• _EXERCISES TO COMPLETE_
**a.** In the biography of Jasti Chelameswar, which university awarded him his LLB, and in what year?
**b.** Reproduce word for word the stretch of the biography of Jasti Chelameswar from "Jasti Chelameswar (born" through "Visakhapatnam in 1976.".

• _DOCUMENT SECTION_

>>>

Jasti Chelameswar (born 23 June 1953) is the former Judge of Supreme Court of India. He retired on 22 June 2018 as the second most senior Supreme court judge. Earlier, he was the Chief Justice of Kerala High Court and Gauhati High Court. He was also one of the 4 judges who held a controversial press conference against the Chief Justice of India Justice Dipak Misra.

Early life
Chelameswar was born in Peddamuttevi village of Movva mandal, Krishna district, Andhra Pradesh, the son of Jasti Lakshminarayana, a lawyer who practised at the district court, and his wife Annapoornamma. After completing his schooling in Machilipatnam, Chelameswar enrolled at Loyola College, Chennai and obtained a Bachelor's degree in Science with Physics as his major subject. He then studied Law and obtained an LLB from Andhra University, Visakhapatnam in 1976.

Career
Chelameswar served as an Additional Judge at the then High Court of Andhra Pradesh. Later, he became the Chief Justice of
Gauhati High Court in 2007. He was later transferred as the Chief Justice of the Kerala High Court and was elevated as a Judge, Supreme Court of India in October 2011.

According to an Op-Ed in The Economic Times:

Notable Judgements

Freedom of Speech

Chelameswar and Rohinton Fali Nariman formed the two judge bench of the Supreme Court of India which struck down a controversial law which gave Indian police the power to arrest anyone accused of posting emails or other electronic messages which "causes annoyance or inconvenience". The judges held Section 66A of the Information Technology Act, which made such offenses punishable up to three years imprisonment, to be unconstitutional. According to Chelameswar and Nariman, several terms in the law they were striking down were "open-ended, undefined and vague" which made them nebulous in nature. According to the judges: "What may be offensive to one may not be offensive to another. What may cause annoyance or inconvenience to one may not cause annoyance or inconvenience to another.”

<<<

Dataset records
>>>

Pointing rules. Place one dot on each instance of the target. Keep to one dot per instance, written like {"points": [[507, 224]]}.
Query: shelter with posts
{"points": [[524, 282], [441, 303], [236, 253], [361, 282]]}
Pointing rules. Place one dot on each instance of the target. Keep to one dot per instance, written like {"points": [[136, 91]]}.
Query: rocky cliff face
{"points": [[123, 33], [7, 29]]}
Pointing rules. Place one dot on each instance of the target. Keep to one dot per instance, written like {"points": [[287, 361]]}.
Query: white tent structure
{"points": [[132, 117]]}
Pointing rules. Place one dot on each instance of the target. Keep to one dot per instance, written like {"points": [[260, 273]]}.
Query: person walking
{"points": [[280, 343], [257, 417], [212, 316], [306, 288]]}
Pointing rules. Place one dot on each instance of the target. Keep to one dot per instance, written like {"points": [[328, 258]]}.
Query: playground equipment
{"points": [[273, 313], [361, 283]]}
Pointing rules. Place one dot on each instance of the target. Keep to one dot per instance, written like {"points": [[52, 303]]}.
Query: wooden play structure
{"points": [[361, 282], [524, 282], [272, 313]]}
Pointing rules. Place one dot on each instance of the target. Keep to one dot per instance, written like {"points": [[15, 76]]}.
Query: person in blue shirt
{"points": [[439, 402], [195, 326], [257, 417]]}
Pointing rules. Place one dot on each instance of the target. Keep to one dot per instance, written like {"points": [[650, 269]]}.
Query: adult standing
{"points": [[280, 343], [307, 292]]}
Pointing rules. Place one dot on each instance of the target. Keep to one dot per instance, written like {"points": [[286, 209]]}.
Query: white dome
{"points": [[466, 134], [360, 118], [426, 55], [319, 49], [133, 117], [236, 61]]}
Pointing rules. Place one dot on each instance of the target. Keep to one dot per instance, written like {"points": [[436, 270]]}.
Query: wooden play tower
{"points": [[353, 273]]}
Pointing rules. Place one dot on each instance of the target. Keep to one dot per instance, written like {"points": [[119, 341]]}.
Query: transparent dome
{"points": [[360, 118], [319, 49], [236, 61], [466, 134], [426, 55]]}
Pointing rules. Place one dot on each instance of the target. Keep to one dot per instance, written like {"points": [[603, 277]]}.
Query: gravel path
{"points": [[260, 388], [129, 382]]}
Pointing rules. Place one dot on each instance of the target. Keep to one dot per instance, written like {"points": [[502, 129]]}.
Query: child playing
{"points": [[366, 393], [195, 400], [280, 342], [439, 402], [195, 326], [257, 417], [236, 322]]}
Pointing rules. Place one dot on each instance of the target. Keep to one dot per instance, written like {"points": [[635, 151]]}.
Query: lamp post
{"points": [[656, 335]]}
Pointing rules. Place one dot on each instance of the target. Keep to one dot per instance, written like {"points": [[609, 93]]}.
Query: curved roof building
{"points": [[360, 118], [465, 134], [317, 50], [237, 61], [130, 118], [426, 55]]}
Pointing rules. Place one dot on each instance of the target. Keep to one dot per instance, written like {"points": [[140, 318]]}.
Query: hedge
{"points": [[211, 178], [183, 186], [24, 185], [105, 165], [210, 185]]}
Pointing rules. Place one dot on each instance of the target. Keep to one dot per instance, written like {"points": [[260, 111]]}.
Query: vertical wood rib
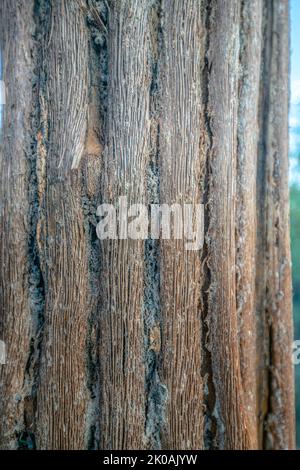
{"points": [[223, 325], [16, 25], [123, 174], [247, 133], [179, 155], [62, 392], [274, 276]]}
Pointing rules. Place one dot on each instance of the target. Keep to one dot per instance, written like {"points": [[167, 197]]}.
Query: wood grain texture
{"points": [[121, 350], [62, 392], [247, 135], [16, 25], [179, 159], [275, 329], [229, 412], [143, 344]]}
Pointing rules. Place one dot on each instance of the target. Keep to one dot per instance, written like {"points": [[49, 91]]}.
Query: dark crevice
{"points": [[156, 393], [262, 178], [209, 396], [97, 24]]}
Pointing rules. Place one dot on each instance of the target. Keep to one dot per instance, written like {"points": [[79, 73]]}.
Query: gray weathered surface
{"points": [[124, 344]]}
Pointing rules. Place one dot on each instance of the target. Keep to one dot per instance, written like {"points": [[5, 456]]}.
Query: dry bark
{"points": [[133, 344]]}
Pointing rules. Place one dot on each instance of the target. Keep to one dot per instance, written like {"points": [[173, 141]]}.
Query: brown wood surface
{"points": [[142, 344]]}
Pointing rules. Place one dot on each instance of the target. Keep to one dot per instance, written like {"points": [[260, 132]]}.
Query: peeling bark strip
{"points": [[62, 389], [123, 344], [274, 294], [16, 23], [179, 158], [232, 432]]}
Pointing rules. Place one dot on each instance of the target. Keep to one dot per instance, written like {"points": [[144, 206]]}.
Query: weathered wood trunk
{"points": [[142, 344]]}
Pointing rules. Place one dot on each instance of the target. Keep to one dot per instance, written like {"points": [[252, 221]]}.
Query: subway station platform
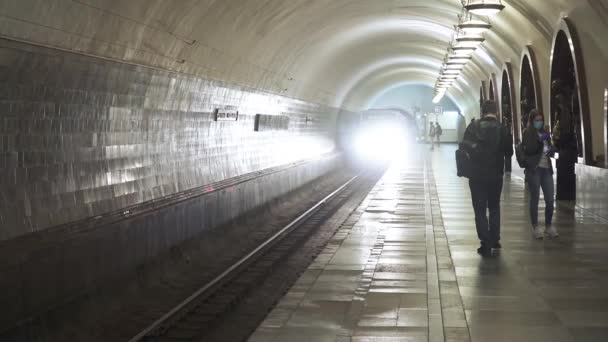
{"points": [[404, 267]]}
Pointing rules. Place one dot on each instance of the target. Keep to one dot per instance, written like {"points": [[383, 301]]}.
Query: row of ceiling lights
{"points": [[467, 37]]}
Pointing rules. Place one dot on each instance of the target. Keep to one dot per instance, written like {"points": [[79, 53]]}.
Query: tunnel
{"points": [[158, 157]]}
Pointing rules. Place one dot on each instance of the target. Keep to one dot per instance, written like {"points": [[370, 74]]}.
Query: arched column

<<<

• _PER-TASK ANSWERS_
**a.** Andhra University, Visakhapatnam, in 1976.

**b.**
Jasti Chelameswar (born 23 June 1953) is the former Judge of Supreme Court of India. He retired on 22 June 2018 as the second most senior Supreme court judge. Earlier, he was the Chief Justice of Kerala High Court and Gauhati High Court. He was also one of the 4 judges who held a controversial press conference against the Chief Justice of India Justice Dipak Misra.

Early life
Chelameswar was born in Peddamuttevi village of Movva mandal, Krishna district, Andhra Pradesh, the son of Jasti Lakshminarayana, a lawyer who practised at the district court, and his wife Annapoornamma. After completing his schooling in Machilipatnam, Chelameswar enrolled at Loyola College, Chennai and obtained a Bachelor's degree in Science with Physics as his major subject. He then studied Law and obtained an LLB from Andhra University, Visakhapatnam in 1976.